*Text extract*:

** begin **

The Public Art Podcast
”Episodes” talk story with the artists, community members, project facilitators, small business owners, supporters and story holders working together to envision Wailuku as an arts district. ”Hui Mo‘olelo” and ”Talk Story” posts explore Maui sense of place, later forming the basis for annual requests for proposals to be interpreted as a work of public art in collaboration with Maui community members.
Episodes
Monday Jul 19, 2021
Episode #4: Andy Behrle
Monday Jul 19, 2021
Monday Jul 19, 2021
Get to know internationally-acclaimed light art phenom Andy Behrle, who led Wailuku's SMALL TOWN * BIG ART program's very first community collaboration in the Fall of 2019. Following four months of project development, Andy worked with dozens of community members to research, reimagine and refine a light installation depicting a stained glass window from St. Anthony’s Church before it was lost to a devastating fire in 1977. Through hours of footage collected at different points of the Wailuku River, panes of glass were replaced with visions of water. Inspired by ʻōlelo Ma ka hana ka ‘ike (in working, one learns), the piece was on view for one night only, projected onto the historic ʻĪao Theater, yet has lived on as an exemplary moment of Wailuku community building, historic preservation and outstanding public art. Learn more at https://www.smalltownbig.org/behrle.html.

** end **

*Given information*:
** begin **

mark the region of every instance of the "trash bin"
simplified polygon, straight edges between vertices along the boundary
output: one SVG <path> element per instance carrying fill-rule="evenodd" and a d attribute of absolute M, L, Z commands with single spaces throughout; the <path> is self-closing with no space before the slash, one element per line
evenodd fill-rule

** end **

*Directive*: Resume the Wailuku public art podcast page after its last sentence. The data has no connection to the text about the Wailuku public art podcast.

*Reply to the exercise*:
Friday Jul 16, 2021
Episode #3: Michael Takemoto
Friday Jul 16, 2021
Friday Jul 16, 2021
A visual artist, Associate Professor, Humanities Department Chair and Visual Arts Program Coordinator at University of Hawaiʻi Maui College, Michael Takemoto's November 2020 ʻAlalā Renaissance brought pre-registered, socially-distanced artists together in Wailuku, HI to insert hundreds of brightly colored chalk ʻalalā silhouettes throughout town in an expression of hope, rebirth and healing. “I want people to realize what a powerful tool the arts are. Not only the visual arts, but spoken art; it’s all about the human experience,” shares Takemoto, “looking to the ʻalalā and their plight kind of reflects on our own experience now. We’ve been locked up for - I don't know how many months - and we see that not only are the ʻalalā fragile but so are human beings, so it’s a bigger idea not only of them but of us as well. Relating one person to another, relating our history, our mana'o, from one generation to another and how we hope to perpetuate this and continue this art for our community.” Learn more at https://www.smalltownbig.org/takemoto.html
Tuesday Jul 13, 2021
Episode #2: Jessica Bodner
Tuesday Jul 13, 2021
Tuesday Jul 13, 2021
Meet sculptor Jessica Kay Bodner, a hybrid Hawaii-Montana-based artist specializing in woven steel vessel forms reminiscent of archeological artifacts. From large nautilus forms to abstract gestures, metal is twisted and hewn to create woven thickets where light and shadow pass through creating an interplay between the natural backdrop, the changing seasons and direction of the sun. Learn more about her ST*BA piece Hīnaʻi (December 2019) at https://www.smalltownbig.org/bodner.html.
Monday Jul 12, 2021
Episode #1: Amanda Joy Bowers
Monday Jul 12, 2021
Monday Jul 12, 2021
Recorded in July 2021, Amanda shares her experiences creating the Wailuku Town public artworks Resemble The 'Alalā (February 2019), Pō Meke‘au (December 2019) and Haʻahaʻa (June 2021), all of which can be found at https://www.smalltownbig.org/art.html.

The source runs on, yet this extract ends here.